§ **GOAL**: From the line that has "the shower arm" down to the final line of the listing below, transcribe every line exactly, and only those.

§ **AVAILABLE DATA**:
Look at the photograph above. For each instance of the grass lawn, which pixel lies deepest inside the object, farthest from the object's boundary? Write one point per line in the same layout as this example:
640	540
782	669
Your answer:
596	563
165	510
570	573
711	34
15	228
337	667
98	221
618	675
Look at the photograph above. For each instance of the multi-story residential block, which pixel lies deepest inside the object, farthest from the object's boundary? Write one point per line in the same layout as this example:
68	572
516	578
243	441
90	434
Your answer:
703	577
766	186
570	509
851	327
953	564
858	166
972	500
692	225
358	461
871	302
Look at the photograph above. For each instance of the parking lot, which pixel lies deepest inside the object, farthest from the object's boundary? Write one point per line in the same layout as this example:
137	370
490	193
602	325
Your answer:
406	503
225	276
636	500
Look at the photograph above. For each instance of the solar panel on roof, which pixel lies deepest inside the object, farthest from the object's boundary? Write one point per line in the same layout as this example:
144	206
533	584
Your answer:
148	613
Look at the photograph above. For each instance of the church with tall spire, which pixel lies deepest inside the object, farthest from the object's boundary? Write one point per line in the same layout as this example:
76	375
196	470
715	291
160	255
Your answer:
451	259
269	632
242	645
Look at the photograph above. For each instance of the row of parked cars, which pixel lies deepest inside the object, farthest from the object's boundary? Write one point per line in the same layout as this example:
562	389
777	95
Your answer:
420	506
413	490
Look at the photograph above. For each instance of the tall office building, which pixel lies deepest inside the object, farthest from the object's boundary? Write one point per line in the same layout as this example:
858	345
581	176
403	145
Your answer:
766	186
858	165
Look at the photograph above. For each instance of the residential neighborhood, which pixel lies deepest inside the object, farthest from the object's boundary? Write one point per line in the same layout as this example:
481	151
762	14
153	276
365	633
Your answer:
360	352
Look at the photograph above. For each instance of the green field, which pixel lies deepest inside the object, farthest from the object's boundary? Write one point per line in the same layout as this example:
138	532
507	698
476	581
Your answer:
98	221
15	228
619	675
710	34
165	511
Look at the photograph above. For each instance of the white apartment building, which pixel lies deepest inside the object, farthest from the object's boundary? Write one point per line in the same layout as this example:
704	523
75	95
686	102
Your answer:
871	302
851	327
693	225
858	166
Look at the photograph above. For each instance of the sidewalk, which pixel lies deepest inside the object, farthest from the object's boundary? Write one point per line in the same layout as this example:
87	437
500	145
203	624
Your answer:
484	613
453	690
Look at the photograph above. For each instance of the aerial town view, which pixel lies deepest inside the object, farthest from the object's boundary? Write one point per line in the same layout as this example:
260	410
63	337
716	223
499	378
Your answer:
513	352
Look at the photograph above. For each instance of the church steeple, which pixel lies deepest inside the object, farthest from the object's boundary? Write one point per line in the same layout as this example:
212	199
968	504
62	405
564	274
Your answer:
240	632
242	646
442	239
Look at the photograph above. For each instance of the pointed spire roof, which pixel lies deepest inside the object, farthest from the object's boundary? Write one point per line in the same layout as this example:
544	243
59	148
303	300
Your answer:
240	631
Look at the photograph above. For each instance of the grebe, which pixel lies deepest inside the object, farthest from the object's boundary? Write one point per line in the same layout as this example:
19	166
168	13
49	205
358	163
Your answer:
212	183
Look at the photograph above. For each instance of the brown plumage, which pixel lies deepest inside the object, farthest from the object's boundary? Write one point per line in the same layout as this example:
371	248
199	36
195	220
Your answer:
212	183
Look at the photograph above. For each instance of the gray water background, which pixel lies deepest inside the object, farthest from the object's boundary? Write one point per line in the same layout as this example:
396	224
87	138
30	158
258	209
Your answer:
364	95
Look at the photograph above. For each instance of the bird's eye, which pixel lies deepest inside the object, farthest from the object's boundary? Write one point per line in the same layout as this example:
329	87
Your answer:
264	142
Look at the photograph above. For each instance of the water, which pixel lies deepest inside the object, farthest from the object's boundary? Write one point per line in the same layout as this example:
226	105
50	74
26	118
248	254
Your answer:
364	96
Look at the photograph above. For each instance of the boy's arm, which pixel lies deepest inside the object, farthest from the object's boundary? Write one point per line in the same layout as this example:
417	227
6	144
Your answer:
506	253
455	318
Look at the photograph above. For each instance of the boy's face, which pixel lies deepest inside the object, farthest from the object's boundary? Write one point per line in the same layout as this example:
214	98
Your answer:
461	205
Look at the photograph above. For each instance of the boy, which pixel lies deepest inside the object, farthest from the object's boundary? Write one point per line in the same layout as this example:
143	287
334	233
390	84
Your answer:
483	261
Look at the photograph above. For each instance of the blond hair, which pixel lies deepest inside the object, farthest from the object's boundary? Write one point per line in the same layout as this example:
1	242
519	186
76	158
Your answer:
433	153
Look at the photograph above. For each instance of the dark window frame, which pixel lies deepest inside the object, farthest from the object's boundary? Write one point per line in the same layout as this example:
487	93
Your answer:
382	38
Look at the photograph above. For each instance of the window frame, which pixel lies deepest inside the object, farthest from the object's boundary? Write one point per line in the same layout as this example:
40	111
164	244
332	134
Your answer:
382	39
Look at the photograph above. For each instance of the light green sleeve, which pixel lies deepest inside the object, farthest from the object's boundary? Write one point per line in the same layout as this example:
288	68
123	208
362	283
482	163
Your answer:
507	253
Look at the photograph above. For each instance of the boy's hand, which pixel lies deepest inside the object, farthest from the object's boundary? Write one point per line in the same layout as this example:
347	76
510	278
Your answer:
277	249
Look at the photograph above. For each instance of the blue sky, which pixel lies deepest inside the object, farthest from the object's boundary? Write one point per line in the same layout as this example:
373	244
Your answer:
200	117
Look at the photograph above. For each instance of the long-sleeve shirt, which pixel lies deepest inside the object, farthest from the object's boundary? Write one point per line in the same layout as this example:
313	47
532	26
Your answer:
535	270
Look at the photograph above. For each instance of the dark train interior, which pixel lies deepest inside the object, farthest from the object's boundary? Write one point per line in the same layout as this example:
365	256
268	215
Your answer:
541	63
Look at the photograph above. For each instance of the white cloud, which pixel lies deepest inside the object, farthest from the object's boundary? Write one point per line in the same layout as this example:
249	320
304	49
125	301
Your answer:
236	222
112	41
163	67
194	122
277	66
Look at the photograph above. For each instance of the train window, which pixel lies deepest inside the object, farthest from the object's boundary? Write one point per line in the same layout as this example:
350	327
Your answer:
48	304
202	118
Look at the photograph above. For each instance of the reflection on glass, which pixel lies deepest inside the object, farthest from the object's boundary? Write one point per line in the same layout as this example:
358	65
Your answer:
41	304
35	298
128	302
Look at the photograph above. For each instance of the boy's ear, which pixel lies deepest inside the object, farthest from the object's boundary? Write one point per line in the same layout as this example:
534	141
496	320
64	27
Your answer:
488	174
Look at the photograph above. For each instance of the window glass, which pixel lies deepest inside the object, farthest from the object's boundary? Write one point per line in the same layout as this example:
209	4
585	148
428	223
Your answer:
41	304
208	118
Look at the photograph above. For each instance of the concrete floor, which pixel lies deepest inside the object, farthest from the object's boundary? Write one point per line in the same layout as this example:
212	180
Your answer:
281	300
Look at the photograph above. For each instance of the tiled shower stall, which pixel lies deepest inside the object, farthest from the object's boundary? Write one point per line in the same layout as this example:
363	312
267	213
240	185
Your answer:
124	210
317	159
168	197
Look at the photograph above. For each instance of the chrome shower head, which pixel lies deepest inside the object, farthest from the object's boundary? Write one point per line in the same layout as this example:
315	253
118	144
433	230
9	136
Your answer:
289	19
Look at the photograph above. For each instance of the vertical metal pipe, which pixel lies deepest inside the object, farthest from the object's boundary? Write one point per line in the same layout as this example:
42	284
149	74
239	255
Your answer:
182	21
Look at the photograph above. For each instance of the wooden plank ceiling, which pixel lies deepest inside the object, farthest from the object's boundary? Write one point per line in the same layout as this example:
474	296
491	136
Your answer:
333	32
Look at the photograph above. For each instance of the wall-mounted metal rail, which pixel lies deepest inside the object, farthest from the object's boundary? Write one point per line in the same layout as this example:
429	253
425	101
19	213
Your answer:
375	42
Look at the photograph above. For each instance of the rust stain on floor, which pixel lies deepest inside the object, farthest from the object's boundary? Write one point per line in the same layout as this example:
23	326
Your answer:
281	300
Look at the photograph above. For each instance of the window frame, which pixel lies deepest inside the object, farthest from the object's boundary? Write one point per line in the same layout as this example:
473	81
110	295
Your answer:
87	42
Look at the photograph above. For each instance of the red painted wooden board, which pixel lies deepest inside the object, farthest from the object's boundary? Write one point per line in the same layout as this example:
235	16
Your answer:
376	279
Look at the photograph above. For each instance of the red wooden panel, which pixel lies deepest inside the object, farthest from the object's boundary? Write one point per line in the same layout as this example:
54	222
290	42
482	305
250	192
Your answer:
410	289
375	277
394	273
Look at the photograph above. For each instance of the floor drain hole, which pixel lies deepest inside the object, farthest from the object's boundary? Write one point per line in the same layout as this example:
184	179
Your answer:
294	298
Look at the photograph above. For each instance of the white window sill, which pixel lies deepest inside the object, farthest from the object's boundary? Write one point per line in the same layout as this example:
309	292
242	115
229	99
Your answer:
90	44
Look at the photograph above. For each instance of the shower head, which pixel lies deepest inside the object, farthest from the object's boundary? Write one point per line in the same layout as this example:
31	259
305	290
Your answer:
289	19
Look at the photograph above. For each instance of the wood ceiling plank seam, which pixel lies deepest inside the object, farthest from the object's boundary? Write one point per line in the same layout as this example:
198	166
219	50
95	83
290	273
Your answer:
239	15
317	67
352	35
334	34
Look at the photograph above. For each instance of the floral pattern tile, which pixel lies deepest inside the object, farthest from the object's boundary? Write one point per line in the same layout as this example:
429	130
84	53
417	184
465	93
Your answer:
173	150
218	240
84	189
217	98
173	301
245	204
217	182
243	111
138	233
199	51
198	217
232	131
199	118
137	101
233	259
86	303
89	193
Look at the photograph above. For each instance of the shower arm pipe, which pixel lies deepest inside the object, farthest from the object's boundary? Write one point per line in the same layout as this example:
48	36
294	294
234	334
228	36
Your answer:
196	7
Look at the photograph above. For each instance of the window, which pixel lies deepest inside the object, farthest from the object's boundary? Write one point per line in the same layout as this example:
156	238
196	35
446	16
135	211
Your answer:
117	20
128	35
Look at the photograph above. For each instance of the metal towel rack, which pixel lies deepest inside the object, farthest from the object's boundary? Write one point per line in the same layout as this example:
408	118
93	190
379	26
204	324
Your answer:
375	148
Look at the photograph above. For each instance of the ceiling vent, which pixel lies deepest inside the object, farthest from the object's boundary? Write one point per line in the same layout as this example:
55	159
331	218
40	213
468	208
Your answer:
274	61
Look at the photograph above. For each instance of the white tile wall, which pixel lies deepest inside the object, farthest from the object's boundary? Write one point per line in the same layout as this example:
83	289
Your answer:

§ **RESULT FOR THIS TASK**:
Look at the photograph above. For each instance of the shower arm pipe, which pixel lies deepest inside the object, farthest from the object's boundary? Write one point per line in the same layout as this example:
48	36
294	294
234	334
228	36
Your answer:
196	7
Look at the photograph above. For each instance of the window, which pixel lies deepest inside the object, farthest from the object's boundary? Write one point per line in the same layout as this example:
156	238
196	35
446	16
135	211
Your answer:
117	20
128	35
Look at the photograph above. For each instance of the metal towel rack, which pixel lies deepest inside the object, farthest from the object's boundary? Write one point per line in the same layout as this example:
408	118
93	190
379	26
204	324
Your answer:
375	148
Look at the photograph above. For each instance of the ceiling vent, which pixel lies deepest inside the object, farthest from the object's boundary? Write one point per line in the same layout as this example:
55	159
331	218
40	213
468	208
Your answer:
274	61
Look at the photograph above. For each instance of the white tile wall, which pixel lies deepest inside the object, farthest from the object's boundary? Write one point per line in the same layout as this example:
83	289
Your answer:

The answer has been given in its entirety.